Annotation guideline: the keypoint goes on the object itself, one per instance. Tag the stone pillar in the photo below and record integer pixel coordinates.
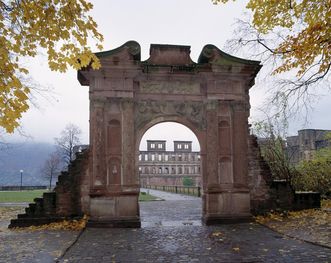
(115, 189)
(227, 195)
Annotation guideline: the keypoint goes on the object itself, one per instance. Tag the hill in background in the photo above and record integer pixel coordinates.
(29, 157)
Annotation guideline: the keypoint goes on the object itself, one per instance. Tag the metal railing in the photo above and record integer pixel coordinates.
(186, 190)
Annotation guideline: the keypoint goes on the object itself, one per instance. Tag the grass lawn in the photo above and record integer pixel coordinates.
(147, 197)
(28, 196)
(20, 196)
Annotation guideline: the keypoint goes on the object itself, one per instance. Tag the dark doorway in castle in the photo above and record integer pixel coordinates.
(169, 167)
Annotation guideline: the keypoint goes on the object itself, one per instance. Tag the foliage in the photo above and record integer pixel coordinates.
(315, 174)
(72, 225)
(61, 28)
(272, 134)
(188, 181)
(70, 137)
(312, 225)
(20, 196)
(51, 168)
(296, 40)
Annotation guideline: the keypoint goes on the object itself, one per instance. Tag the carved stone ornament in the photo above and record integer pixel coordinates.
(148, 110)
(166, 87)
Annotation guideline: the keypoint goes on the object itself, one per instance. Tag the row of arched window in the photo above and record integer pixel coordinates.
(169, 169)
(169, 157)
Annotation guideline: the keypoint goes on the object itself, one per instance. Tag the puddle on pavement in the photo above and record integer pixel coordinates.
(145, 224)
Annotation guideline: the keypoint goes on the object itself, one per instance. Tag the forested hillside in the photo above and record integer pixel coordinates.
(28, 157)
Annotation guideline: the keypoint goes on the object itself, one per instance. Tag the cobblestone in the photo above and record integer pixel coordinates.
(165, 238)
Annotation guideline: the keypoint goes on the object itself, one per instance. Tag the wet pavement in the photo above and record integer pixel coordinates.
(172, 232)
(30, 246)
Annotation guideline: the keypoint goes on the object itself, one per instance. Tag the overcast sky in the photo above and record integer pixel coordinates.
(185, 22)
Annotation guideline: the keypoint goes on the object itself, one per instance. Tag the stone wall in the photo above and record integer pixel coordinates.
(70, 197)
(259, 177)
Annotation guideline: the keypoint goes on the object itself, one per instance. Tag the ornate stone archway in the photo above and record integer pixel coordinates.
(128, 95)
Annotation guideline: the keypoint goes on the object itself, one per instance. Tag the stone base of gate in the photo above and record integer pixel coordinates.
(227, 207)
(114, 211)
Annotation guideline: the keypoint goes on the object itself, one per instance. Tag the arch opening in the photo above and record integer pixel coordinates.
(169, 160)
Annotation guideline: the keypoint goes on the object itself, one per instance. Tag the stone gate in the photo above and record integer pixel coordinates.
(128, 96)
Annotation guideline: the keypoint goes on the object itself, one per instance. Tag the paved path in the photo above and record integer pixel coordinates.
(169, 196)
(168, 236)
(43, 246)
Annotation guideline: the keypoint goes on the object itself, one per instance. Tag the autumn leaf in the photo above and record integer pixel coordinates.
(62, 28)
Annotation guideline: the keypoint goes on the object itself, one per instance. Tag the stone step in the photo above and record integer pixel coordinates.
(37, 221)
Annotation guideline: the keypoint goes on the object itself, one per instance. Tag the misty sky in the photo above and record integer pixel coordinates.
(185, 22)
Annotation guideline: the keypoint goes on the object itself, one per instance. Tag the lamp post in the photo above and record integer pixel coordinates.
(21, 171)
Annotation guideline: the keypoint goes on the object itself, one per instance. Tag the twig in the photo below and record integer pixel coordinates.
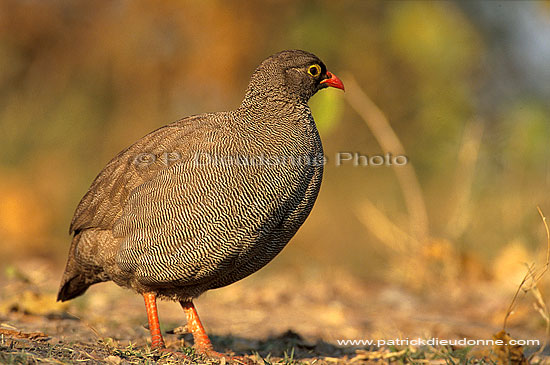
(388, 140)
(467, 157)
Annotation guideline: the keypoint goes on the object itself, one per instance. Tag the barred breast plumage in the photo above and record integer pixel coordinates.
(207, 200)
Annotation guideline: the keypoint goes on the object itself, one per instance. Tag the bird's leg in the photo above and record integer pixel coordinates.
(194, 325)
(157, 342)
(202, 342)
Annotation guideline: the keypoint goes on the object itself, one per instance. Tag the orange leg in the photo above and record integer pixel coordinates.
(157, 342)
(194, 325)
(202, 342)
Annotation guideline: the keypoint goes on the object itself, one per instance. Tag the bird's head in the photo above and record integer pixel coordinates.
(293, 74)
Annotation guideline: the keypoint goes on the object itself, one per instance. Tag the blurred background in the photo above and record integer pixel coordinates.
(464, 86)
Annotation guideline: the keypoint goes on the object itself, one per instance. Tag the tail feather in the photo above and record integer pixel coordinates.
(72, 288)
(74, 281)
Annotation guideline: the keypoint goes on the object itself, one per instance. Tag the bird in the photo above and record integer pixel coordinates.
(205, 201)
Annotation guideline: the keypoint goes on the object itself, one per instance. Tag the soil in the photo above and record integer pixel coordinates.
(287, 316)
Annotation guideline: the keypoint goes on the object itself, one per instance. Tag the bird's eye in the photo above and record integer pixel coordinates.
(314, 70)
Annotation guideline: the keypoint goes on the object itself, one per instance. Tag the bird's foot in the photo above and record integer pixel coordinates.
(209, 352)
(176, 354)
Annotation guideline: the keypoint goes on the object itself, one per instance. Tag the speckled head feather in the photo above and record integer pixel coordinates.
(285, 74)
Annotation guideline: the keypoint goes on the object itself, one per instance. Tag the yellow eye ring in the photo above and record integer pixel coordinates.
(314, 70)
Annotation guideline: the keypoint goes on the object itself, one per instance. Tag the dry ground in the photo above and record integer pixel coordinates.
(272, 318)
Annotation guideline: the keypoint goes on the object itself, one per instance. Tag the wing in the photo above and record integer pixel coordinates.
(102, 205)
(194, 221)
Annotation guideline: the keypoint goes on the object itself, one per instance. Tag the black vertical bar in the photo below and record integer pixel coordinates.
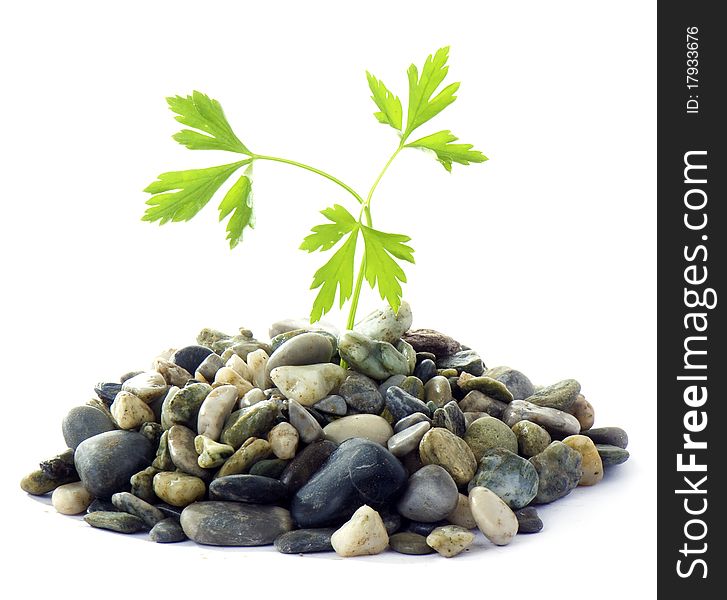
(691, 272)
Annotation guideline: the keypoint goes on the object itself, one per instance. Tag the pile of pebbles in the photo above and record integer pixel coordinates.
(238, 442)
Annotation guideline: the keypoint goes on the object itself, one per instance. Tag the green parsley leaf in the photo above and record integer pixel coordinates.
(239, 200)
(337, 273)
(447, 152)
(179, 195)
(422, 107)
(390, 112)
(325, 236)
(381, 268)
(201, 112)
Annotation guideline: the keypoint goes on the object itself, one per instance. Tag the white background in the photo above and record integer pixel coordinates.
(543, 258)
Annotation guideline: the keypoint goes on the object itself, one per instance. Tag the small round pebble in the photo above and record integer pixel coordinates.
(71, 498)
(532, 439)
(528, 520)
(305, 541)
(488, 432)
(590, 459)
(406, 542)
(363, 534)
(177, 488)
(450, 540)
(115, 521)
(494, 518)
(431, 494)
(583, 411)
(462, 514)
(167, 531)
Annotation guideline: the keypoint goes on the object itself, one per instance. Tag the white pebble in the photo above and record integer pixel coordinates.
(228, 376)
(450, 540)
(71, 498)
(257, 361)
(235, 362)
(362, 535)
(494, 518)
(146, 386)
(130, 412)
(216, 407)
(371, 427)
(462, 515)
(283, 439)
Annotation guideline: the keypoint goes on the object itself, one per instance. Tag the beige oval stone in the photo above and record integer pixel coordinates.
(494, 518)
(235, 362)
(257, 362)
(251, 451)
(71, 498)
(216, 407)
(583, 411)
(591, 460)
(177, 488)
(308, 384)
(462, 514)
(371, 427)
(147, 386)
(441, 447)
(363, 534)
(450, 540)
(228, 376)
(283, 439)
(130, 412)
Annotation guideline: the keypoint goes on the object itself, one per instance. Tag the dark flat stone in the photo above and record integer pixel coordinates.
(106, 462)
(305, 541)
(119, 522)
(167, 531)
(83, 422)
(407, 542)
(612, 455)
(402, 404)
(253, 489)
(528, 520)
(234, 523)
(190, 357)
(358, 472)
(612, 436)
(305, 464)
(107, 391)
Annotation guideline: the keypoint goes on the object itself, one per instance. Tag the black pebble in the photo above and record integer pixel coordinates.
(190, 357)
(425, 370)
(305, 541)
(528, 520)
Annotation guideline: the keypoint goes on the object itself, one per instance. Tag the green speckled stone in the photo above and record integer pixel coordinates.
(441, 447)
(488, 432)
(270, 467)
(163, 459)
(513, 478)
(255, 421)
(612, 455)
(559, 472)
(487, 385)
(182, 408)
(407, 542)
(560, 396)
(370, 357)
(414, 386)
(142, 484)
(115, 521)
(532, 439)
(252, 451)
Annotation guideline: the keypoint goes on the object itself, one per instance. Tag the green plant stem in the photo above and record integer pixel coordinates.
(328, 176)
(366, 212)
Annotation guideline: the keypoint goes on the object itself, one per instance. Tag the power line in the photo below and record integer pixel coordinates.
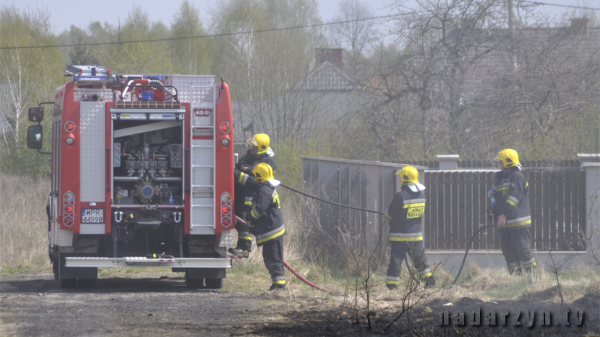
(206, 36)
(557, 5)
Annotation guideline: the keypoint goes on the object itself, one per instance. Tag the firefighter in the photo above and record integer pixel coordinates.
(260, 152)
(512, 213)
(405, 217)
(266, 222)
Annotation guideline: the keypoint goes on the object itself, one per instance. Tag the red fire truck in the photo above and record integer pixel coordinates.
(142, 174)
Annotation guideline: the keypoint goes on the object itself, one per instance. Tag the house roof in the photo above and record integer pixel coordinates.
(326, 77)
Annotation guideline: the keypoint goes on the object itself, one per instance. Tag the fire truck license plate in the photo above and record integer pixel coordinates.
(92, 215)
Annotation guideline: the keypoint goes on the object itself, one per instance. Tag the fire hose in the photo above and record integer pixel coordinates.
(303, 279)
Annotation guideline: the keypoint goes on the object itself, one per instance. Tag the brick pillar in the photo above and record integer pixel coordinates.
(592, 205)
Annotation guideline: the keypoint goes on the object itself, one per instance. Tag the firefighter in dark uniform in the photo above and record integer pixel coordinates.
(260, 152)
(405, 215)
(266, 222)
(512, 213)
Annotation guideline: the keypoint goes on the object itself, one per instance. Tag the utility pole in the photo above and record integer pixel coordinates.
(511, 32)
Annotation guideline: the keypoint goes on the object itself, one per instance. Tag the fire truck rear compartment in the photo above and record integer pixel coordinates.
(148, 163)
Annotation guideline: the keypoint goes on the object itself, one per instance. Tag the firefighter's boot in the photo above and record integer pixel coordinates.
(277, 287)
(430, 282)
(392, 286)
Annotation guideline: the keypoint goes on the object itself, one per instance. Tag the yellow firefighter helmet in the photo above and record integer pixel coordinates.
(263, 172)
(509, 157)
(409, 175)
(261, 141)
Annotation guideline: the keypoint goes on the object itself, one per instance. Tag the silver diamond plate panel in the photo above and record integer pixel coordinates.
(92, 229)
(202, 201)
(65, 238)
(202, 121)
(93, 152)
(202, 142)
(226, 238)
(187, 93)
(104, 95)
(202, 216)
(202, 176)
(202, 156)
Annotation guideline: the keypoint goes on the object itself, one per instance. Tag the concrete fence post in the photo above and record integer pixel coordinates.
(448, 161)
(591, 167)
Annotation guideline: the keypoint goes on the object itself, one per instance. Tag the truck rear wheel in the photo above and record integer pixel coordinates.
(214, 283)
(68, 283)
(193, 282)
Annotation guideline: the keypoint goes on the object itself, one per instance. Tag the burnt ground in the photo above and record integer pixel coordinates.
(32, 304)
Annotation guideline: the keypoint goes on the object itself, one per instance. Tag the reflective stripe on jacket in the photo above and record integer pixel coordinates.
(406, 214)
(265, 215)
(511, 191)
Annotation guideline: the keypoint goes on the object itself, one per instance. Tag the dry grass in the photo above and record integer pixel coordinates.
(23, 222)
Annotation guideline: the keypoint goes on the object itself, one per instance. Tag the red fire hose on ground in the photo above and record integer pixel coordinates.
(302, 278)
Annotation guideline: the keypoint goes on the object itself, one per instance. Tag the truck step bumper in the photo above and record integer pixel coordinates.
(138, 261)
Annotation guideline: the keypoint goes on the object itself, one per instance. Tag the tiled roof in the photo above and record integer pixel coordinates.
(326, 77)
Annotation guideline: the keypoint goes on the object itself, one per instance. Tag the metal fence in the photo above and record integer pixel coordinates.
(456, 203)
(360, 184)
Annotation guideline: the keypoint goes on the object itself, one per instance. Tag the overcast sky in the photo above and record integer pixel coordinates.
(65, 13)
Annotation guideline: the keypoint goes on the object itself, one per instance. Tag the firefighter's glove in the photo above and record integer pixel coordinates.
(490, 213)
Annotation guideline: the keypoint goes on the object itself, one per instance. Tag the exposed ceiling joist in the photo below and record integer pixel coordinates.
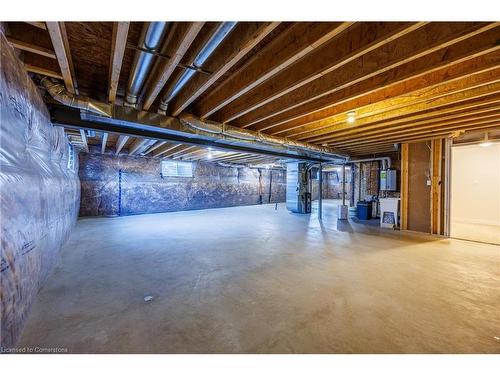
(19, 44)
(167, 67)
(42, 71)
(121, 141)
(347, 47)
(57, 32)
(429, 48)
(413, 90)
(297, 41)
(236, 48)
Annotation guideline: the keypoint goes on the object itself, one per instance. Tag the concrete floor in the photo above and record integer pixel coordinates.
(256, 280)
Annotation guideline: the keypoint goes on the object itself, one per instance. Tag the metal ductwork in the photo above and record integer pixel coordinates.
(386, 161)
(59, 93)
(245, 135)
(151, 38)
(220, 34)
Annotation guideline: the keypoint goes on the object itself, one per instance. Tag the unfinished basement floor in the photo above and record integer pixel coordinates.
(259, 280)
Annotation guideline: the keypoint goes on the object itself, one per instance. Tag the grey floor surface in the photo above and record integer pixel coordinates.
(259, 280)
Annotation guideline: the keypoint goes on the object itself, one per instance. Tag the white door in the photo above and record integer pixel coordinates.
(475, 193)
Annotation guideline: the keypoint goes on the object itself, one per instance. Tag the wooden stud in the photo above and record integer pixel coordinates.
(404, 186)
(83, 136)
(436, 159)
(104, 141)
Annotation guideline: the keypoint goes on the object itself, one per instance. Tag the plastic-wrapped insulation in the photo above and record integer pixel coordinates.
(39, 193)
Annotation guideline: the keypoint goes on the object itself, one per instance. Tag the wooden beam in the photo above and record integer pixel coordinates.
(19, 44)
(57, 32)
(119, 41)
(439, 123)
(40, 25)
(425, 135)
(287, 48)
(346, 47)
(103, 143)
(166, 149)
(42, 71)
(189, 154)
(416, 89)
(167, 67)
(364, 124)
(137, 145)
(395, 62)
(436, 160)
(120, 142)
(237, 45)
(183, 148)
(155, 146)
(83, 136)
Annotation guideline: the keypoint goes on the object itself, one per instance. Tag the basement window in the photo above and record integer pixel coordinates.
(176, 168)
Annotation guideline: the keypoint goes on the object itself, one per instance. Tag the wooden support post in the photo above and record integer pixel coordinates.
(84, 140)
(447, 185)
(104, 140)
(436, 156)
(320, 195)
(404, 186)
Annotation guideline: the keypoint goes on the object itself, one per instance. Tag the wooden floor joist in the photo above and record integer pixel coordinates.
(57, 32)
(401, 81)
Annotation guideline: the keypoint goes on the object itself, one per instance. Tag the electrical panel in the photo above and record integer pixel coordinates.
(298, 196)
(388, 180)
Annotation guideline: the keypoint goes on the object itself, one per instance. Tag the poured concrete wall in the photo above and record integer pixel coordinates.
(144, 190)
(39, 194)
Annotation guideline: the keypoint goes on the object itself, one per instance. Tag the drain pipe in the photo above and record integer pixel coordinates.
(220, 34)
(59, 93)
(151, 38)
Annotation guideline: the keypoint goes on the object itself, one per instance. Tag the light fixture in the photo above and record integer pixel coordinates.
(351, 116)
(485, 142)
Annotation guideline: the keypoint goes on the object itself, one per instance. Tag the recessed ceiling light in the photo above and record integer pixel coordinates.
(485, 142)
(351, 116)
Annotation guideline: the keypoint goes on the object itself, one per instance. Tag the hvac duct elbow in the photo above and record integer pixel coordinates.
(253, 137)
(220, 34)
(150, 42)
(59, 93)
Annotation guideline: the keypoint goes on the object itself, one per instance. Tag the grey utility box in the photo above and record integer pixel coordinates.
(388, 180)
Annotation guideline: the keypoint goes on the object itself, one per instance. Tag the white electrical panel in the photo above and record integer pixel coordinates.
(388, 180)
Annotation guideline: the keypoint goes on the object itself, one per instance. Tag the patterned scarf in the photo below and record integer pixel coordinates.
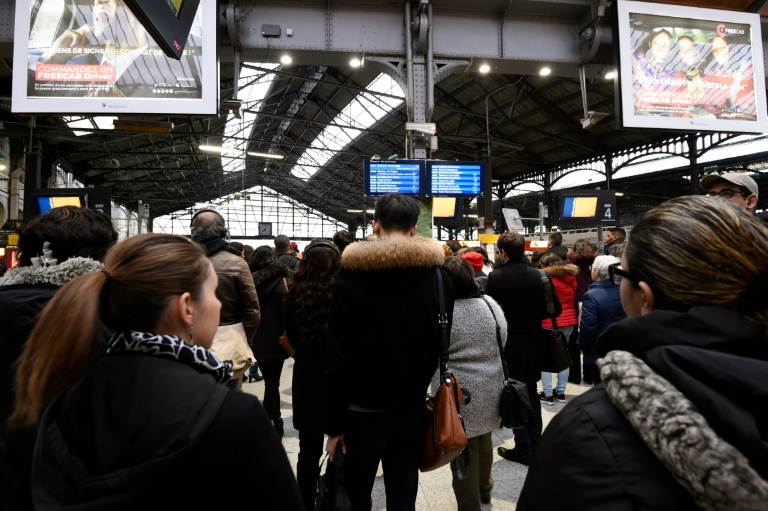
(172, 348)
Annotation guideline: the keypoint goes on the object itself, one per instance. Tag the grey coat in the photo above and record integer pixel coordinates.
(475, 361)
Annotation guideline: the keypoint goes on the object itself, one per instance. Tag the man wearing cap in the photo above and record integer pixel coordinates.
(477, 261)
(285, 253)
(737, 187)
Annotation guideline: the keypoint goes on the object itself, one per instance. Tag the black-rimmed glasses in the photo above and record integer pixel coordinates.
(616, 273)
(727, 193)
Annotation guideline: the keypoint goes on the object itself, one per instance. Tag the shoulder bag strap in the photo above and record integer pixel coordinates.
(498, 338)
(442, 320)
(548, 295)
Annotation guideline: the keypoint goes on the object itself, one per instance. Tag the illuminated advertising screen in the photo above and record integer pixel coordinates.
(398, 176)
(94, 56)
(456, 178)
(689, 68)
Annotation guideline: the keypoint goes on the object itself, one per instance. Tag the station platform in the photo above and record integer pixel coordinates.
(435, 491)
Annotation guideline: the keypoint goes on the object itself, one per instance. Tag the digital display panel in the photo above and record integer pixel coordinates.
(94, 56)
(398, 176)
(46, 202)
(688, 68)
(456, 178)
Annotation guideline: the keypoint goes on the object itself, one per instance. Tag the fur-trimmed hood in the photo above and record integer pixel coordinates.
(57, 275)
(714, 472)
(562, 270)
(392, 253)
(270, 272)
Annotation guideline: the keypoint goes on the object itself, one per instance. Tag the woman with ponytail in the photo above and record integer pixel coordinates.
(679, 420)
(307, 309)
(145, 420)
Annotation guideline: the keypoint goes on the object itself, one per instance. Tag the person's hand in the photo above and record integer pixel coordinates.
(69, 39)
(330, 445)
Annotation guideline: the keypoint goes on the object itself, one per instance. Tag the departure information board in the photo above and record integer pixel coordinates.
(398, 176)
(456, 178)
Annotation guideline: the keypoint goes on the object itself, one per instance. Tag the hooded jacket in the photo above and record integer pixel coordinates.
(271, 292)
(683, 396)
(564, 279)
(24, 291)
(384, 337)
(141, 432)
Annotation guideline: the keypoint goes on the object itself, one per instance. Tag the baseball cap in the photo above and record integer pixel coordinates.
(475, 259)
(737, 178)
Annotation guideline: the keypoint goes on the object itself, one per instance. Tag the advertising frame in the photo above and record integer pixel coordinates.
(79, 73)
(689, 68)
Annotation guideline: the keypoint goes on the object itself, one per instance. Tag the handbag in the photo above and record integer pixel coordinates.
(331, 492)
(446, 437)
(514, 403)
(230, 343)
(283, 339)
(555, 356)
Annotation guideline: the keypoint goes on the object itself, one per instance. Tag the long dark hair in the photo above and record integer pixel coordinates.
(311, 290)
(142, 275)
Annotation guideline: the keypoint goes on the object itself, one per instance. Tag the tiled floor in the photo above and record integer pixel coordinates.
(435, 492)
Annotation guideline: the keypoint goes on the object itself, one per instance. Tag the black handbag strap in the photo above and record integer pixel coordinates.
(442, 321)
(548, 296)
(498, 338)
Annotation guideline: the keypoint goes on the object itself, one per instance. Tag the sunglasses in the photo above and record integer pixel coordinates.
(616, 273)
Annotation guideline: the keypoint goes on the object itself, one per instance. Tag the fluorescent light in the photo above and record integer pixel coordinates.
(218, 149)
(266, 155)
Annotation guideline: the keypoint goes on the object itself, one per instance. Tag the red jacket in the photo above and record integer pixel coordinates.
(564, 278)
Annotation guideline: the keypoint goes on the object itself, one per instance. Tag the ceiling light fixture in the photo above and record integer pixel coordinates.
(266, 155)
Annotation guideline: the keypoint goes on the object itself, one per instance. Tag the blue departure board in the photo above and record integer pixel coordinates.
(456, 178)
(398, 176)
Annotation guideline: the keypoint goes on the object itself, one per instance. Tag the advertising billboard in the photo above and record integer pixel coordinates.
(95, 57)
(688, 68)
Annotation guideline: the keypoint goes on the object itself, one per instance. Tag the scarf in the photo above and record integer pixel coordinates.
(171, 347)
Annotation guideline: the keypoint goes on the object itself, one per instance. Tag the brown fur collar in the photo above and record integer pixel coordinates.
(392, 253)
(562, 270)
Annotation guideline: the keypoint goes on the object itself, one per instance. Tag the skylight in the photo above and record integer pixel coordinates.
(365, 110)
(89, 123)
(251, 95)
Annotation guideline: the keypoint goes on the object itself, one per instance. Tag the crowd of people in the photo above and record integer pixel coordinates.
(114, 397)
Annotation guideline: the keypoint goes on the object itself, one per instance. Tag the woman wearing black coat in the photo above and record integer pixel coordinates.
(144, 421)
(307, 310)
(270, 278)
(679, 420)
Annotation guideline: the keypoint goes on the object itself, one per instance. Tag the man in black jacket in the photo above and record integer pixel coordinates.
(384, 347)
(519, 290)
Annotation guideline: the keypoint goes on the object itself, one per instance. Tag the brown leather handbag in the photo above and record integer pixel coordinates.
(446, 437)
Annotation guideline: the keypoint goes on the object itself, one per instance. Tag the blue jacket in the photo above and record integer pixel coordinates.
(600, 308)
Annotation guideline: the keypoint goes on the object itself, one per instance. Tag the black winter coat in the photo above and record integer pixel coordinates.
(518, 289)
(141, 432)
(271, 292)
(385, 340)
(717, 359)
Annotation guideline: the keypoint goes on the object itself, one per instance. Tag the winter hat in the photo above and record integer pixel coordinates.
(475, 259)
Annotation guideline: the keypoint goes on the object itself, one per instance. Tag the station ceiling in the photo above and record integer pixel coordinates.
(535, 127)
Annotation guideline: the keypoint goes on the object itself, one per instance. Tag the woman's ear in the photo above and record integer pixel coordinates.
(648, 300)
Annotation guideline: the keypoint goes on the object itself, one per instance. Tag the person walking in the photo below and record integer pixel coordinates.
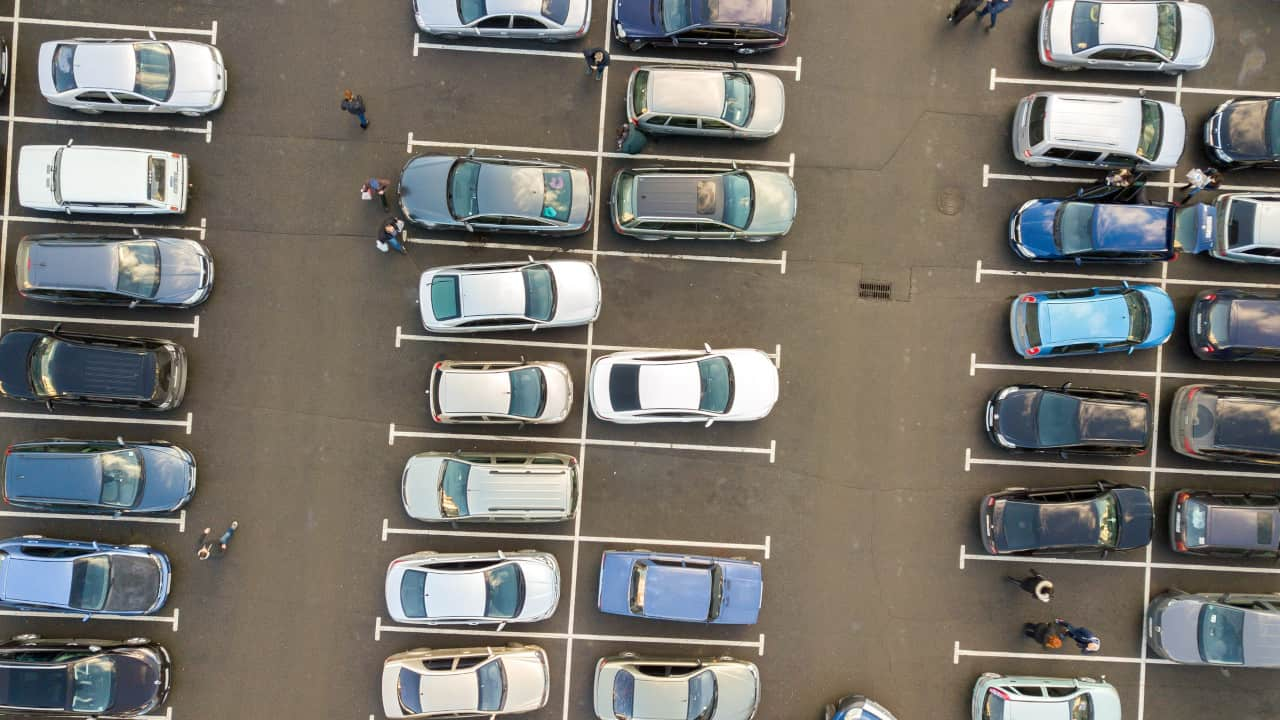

************

--- Work to do ---
Set down, unchanged, only the lines running from the line with "the woman wearing" to the last line, including both. Pictures stay out of the copy.

--- Exercise response ---
Annotation guideline: the keypoint goes on the object itself, one per instance. Tag the woman wearing black coat in the photo above and record integer pixel coordinates.
(144, 421)
(307, 310)
(270, 278)
(679, 420)
Annotation guideline: the keypoint goes on the object itself, one per instance. Tag the man in black jacket in the photo above and record integer pixel coordinates.
(384, 347)
(519, 290)
Annotation guideline: the keypoint goes on the object itself, one per instance. Tag the brown leather handbag in the photo above and record integer pixel coordinates.
(446, 437)
Annotation guideline: the keypoint goes on the object itself, one per instance. Tag the blue jacket in the photo above and record integer pixel coordinates.
(600, 308)
Annotation guideline: the keypoint goes on the object itself, one per instance. Tag the black winter coat in the photo above and record integer pixel coordinates.
(518, 289)
(141, 432)
(271, 292)
(385, 340)
(717, 359)
Annotation guideline: the keypoint goes on the object itself, one per instance. Tag the winter hat in the photo above and record integer pixel coordinates.
(475, 259)
Annotation guideline: the keypoint goes on the object itself, one per instance. Tag the station ceiling in the photo above and record integer pixel coordinates.
(535, 127)
Annotation guideline: the keypoint goes on the object itself, one per instance. Tag the woman's ear in the photo above and record integer pixel coordinates.
(648, 300)
Annotation guideline: the keypoint goes on the object itself, one per instance. Tag the person walking in the photo below and record integer pixel coordinates.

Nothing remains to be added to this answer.